**Text excerpt**
Multi-channel solar ultraviolet radiometer
Cloudiness is among the largest sources of variance in the daily integrated UV irradiance at the surface. Therefore, in order to detect trends in solar UV-B radiation due to trends in total ozone amount a UV monitoring network should measure both UV-radiation, total ozone amount and cloud transmission.
NILU has developed a multi-channel radiometer for measurement of solar ultraviolet radiation. The instrument measures the irradiance (direct plus diffuse radiation) in the UV-B region (280nm - 315 nm) and in the UV-A region (315nm - 400nm) in 5 channels. The instrument contains a built-in data logger which can store up to 3 weeks of 1 minute average readings from all channels, as well as the temperature, which is measured close to the detectors. The instrument can also be set to store a 1 minute average data every 15 minutes only. In this mode the storage capacity of the data logger is one year.

Image point grounding data
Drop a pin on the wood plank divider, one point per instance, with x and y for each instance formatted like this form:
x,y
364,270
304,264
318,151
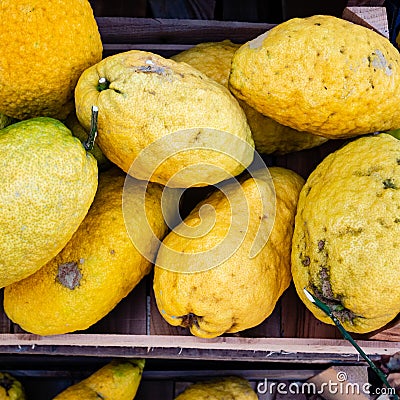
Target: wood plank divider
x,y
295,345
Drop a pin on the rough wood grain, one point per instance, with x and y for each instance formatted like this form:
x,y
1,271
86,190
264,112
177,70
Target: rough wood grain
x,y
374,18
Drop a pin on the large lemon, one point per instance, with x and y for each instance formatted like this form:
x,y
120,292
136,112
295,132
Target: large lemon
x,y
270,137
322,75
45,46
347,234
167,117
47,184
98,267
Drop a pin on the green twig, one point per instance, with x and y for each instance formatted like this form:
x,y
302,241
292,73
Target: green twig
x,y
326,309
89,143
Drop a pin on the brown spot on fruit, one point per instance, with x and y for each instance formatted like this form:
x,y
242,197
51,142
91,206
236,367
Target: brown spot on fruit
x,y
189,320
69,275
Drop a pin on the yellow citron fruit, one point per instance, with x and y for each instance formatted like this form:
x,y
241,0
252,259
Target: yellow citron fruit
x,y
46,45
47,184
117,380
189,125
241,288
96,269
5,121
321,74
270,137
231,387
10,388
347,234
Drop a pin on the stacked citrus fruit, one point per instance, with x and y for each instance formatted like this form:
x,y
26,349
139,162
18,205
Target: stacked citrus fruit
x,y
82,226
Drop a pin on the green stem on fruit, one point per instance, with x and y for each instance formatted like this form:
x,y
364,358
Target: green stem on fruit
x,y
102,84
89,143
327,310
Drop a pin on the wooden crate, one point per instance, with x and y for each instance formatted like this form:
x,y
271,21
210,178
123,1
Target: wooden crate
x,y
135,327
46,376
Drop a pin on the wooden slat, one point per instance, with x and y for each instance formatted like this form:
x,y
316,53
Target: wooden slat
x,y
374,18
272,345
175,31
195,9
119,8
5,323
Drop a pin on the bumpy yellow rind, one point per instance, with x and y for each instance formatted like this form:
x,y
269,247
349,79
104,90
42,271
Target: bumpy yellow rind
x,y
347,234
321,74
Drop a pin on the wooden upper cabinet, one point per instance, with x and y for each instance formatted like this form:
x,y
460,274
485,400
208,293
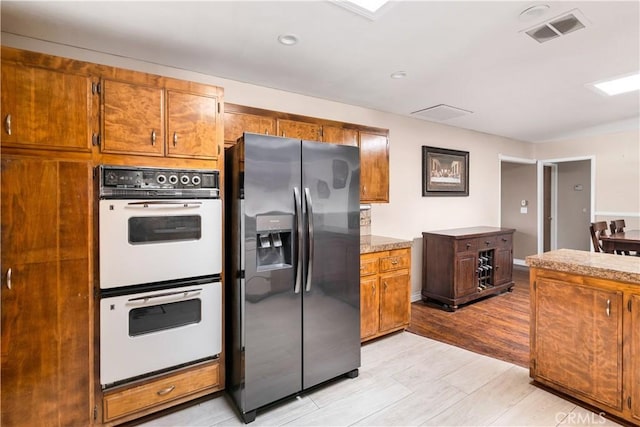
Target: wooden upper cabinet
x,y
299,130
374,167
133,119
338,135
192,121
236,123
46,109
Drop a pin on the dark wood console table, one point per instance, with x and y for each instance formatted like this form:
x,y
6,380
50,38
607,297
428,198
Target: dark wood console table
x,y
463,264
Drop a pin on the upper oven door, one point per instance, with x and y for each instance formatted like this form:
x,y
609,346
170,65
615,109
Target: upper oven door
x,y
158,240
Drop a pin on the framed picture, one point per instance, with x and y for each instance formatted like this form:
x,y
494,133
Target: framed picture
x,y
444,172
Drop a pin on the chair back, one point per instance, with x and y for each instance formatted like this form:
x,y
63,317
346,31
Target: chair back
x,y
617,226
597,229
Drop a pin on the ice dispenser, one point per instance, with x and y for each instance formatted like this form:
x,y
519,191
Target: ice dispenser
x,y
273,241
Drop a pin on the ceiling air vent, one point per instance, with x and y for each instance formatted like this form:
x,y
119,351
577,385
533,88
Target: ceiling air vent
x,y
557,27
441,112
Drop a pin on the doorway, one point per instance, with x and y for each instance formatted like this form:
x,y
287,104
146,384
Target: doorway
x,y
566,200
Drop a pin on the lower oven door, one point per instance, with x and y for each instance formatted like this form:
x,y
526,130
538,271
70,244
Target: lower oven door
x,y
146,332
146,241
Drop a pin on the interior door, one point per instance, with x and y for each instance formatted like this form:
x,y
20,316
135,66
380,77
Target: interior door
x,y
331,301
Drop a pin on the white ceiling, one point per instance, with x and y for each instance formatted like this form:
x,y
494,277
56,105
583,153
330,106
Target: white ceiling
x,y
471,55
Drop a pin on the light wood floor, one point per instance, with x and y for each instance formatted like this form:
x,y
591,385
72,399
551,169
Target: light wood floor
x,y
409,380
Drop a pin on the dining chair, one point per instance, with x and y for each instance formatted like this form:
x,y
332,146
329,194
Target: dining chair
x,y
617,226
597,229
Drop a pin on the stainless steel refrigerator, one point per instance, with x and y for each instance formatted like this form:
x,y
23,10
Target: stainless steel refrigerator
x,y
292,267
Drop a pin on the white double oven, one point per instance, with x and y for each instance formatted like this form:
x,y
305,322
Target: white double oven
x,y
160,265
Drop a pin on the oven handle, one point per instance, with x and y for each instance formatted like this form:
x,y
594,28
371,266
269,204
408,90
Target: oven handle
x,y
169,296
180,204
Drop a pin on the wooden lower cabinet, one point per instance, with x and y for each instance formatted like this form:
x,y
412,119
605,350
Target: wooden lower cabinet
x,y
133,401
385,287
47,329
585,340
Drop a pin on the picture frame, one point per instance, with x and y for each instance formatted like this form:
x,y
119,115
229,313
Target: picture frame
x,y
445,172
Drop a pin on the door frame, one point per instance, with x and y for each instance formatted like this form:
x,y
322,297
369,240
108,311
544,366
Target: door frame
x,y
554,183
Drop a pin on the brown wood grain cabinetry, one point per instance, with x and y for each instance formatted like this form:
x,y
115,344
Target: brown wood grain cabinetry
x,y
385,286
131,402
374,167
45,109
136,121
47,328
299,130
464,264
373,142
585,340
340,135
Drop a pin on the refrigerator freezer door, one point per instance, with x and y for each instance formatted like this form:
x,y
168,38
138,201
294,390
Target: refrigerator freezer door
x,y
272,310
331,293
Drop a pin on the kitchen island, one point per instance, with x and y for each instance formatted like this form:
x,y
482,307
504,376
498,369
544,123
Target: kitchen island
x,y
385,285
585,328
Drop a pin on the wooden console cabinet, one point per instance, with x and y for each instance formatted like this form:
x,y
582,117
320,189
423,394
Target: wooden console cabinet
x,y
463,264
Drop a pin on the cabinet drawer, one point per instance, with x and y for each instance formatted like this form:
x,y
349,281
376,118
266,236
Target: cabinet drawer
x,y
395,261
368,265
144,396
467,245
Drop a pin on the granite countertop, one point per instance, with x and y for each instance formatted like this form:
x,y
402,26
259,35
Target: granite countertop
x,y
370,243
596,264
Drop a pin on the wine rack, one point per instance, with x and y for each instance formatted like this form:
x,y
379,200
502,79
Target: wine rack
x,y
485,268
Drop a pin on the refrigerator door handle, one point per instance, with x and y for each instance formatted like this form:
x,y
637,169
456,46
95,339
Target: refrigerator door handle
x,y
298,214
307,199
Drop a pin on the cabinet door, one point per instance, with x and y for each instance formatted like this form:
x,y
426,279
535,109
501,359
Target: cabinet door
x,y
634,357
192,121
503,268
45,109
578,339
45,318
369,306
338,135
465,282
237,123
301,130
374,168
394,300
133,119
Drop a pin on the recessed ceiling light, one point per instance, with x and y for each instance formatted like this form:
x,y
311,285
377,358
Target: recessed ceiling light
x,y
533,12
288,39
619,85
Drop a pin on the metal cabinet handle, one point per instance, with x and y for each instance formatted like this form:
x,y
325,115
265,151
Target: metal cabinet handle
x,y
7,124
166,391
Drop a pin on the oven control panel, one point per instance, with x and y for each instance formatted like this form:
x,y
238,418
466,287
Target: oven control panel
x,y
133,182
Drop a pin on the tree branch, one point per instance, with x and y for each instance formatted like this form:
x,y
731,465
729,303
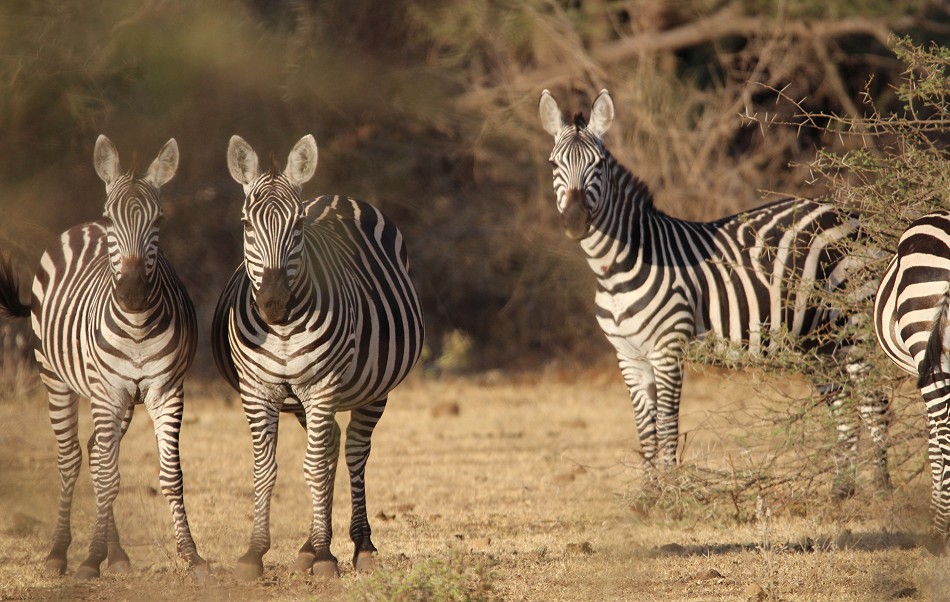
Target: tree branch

**List of tasks**
1. Write out the UV radiometer text again, beginning at "NILU has developed" and stopping after "is one year.", and switch each "data logger" to "recorder".
2. Continue the UV radiometer text from its last sentence.

**Task answers**
1.
NILU has developed a multi-channel radiometer for measurement of solar ultraviolet radiation. The instrument measures the irradiance (direct plus diffuse radiation) in the UV-B region (280nm - 315 nm) and in the UV-A region (315nm - 400nm) in 5 channels. The instrument contains a built-in recorder which can store up to 3 weeks of 1 minute average readings from all channels, as well as the temperature, which is measured close to the detectors. The instrument can also be set to store a 1 minute average data every 15 minutes only. In this mode the storage capacity of the recorder is one year.

2.
A modem or a PC can be connected directly to the instrument for transfer of data. Eight instruments have been used in a UV monitoring network in Southern Chile since April 1995.
The following versions of the instrument are avaliable:
UV-5: 5 channel radiometer. Without temperature stabilization.
UV-5T: 5 channel radiometer. Heated and stabilized at 40 degrees C. This prevents the building of snow and ice on the diffuser.
UV-5S: 5 channel radiometer. Without temperature stabilization. Electrical power provided by solar cells/battery.
Sensitivity to ozone and cloud cover
Changes in the UV radation due to variations in total ozone abundance and cloud cover can be recorded with the instrument. The UV-B channels are sensitive to variations in total ozone and variations in cloudiness. UV-A channels, however, are sensitive to variations in cloudiness but not sensitive to ozone variations.
The 308nm level (UV-B) increased by 50% from March 29 to March 30 due to a 20% decrease in the total ozone abundance. The sky was clear on both days and no change was observed in the UV-A channels.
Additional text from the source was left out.